**Actions to take:**
[a] In the report on the dissection show, what reason did the anatomy professor give for the dead man's body being on the table?
[b] Continue the report on the paid public dissection from the end of the last sentence shown.

**Selected passage:**
----
A dead man's body was dissected in an "Oddities and Curiosities" show to a paying audience without consent

When a man agreed to donate his body after death to medical research, it's unlikely he imagined that "research" to include a dissection in front of a paying audience at a traveling "Oddities and Curiosities Expo" event. But that's where the body of 98-year-old David Saunders ended up, to his family's dismay.

Saunders, who died of Covid-19, had his funeral in Louisiana. But his body ended up at the Marriott hotel in Portland as the subject of a "Cadaver Lab Class," where people paid $500 per ticket to watch an "autopsy."

As King5 News, who broke the story, described it:

Paying customers filed into a lower floor ballroom at the Marriott Downtown Waterfront hotel. On a table in the center of the ballroom, a figure lay draped in a white sheet. The VIP customers, who paid the $500 ticket price, sat in the front row inches from the table.

Dr. Colin Henderson, a retired professor of anatomy from the University of Montana in Missoula, removed the covering and exposed the body of an 86-year-old [changed to 98-year-old in later articles] dead man that Henderson said "…had donated his body to science."
----
**Information given:**
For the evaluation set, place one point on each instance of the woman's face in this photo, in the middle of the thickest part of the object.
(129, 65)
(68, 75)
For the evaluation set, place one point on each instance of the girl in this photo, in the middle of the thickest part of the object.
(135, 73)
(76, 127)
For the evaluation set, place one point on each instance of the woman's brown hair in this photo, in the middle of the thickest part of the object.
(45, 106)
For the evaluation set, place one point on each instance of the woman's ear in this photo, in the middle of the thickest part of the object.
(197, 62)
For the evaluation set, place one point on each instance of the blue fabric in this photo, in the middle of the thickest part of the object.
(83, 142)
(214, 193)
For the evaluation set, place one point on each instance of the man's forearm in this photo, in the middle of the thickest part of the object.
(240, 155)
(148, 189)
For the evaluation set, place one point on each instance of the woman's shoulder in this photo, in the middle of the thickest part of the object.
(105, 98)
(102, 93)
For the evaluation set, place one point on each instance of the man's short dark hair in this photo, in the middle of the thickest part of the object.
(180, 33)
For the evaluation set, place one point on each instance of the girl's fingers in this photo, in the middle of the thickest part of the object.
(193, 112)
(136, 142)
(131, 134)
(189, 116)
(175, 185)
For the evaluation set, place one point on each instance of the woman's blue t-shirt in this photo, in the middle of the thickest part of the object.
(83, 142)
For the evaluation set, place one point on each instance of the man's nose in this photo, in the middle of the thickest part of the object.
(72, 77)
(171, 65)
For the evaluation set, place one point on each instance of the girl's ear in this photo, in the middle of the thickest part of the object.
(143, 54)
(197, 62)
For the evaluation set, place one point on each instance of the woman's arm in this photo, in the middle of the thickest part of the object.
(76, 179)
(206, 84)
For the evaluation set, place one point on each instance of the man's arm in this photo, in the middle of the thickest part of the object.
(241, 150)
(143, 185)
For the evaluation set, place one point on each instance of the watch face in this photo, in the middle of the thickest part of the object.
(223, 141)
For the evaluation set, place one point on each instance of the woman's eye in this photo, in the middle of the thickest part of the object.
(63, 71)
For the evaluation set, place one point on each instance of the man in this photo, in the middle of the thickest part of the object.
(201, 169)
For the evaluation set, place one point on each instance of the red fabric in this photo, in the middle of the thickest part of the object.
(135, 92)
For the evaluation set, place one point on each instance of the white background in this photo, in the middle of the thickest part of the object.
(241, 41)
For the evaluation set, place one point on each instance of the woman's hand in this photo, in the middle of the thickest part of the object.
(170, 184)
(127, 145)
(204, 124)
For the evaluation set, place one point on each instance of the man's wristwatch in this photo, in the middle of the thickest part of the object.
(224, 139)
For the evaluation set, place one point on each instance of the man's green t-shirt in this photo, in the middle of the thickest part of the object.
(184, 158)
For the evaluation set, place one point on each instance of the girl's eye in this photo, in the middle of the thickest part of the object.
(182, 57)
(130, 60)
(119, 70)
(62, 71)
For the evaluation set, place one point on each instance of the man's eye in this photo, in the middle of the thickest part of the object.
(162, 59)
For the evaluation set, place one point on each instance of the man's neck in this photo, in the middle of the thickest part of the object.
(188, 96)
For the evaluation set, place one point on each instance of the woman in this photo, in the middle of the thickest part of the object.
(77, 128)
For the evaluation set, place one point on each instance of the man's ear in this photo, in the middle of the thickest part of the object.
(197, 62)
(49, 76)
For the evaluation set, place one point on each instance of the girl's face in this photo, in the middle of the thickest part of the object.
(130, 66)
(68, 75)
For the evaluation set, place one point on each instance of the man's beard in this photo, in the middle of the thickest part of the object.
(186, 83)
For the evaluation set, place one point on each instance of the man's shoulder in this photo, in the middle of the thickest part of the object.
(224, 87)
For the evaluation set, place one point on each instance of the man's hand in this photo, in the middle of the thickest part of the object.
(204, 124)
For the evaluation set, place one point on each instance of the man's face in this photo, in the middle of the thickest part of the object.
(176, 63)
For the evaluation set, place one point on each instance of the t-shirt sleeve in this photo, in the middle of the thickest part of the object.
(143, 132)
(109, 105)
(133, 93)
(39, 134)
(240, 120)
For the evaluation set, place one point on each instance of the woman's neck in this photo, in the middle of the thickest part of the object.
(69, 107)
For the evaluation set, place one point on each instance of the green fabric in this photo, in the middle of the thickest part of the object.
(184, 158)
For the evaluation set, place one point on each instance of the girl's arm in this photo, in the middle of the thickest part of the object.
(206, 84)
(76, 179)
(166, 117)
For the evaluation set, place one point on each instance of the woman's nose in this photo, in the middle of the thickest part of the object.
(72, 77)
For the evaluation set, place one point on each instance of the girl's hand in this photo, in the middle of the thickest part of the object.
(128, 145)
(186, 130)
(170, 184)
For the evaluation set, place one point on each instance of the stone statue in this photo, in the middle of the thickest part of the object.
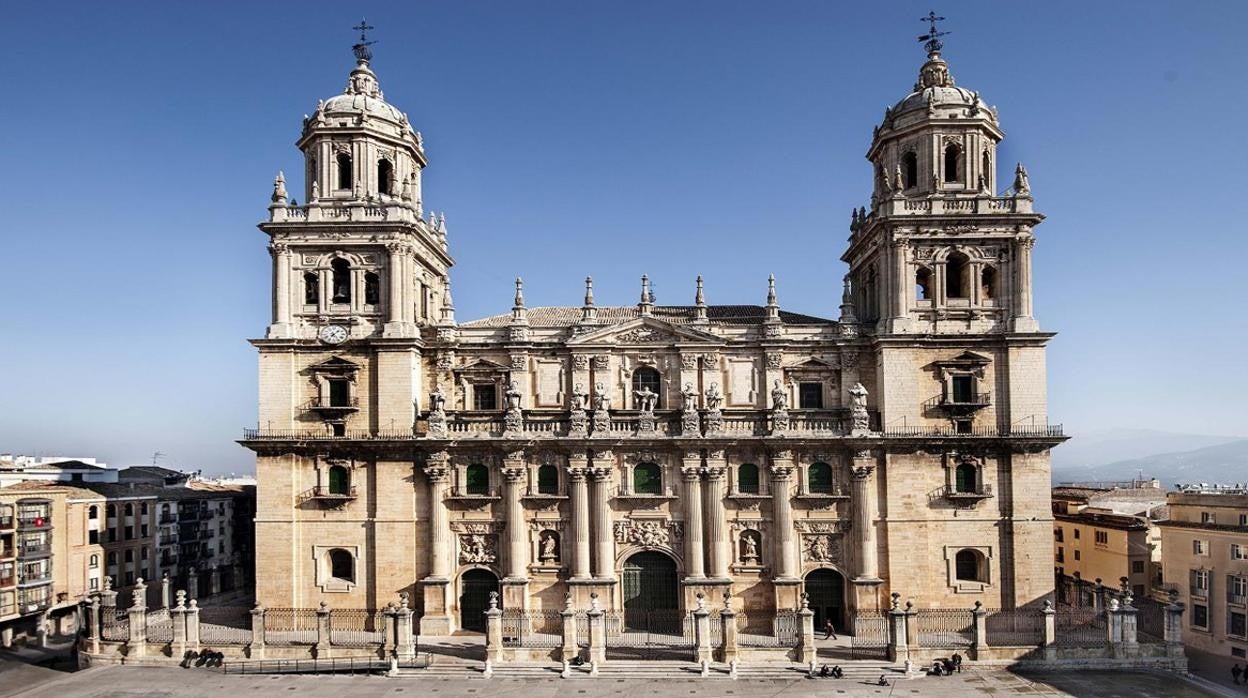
(689, 398)
(714, 398)
(779, 397)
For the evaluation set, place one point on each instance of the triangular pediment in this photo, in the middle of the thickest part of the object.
(648, 331)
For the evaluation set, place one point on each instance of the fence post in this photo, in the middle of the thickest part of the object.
(728, 629)
(1050, 642)
(179, 617)
(403, 646)
(568, 649)
(322, 629)
(493, 632)
(897, 648)
(597, 634)
(137, 644)
(192, 624)
(257, 632)
(702, 632)
(806, 639)
(980, 644)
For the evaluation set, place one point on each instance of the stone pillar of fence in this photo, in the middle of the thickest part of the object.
(897, 648)
(322, 629)
(597, 632)
(493, 632)
(980, 642)
(568, 648)
(729, 651)
(94, 621)
(403, 647)
(257, 632)
(137, 644)
(702, 632)
(806, 638)
(192, 624)
(1050, 642)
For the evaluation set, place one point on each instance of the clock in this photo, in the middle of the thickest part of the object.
(333, 334)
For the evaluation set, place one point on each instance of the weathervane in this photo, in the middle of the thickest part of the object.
(932, 36)
(361, 49)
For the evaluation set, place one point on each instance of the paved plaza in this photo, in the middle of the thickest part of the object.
(30, 682)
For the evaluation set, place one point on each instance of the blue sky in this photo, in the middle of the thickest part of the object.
(612, 139)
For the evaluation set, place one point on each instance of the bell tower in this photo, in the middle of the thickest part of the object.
(940, 251)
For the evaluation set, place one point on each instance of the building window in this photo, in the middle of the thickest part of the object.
(548, 480)
(819, 478)
(311, 289)
(342, 565)
(484, 396)
(748, 478)
(647, 478)
(971, 566)
(955, 276)
(340, 480)
(477, 480)
(340, 272)
(647, 378)
(345, 174)
(810, 396)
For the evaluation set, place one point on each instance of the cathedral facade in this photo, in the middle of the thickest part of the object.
(648, 453)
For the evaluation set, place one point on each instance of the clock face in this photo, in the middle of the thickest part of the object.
(333, 334)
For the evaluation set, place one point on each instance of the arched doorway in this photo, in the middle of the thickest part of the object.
(474, 591)
(652, 591)
(825, 589)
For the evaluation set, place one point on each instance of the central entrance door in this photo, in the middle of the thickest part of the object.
(826, 592)
(476, 586)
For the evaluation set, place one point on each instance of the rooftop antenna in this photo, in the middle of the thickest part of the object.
(932, 38)
(362, 48)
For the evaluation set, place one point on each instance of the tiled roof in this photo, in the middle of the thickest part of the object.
(567, 316)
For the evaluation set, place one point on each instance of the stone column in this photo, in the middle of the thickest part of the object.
(786, 550)
(579, 516)
(517, 543)
(864, 517)
(692, 473)
(604, 538)
(719, 545)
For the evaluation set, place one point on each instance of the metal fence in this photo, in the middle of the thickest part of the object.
(1015, 627)
(225, 624)
(290, 626)
(945, 628)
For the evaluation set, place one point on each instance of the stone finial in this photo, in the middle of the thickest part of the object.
(280, 189)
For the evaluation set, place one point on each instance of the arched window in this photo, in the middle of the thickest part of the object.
----
**Results for each task:**
[a] Dr. Colin Henderson said the man "…had donated his body to science."

[b]
From HuffPost:

The so-called Cadaver Class was organized by a group called Death Science, which offers education about "scientific fields and topics that relate to the deceased." Death Science, which has more than 1.1 million followers on TikTok, posts a range of quirky content about deaths, autopsies, crime scenes, fossils and more. …

Saunders' widow reportedly learned about how her late husband's body was used via a KING 5 report last week questioning the ethics of the event. A photojournalist from the news outlet observed Saunders' name on a medical bracelet. …

Mike Clark, the funeral director in Baton Rouge, Louisiana, who handled the preparation of Saunders' body, told KING 5 he and his staff were horrified by what happened.

"Our whole staff was horrified that this is what had happened to a gentleman that he and his family thought that his body was going for the advancement of medical students," Clark said.

He also noted that his funeral home would no longer work with Med Ed Labs, the company that received the body.

The traveling show had a second Cadaver Lab Class (with a second cadaver, of course) lined up in Seattle for a special Halloween performance, but it was canceled.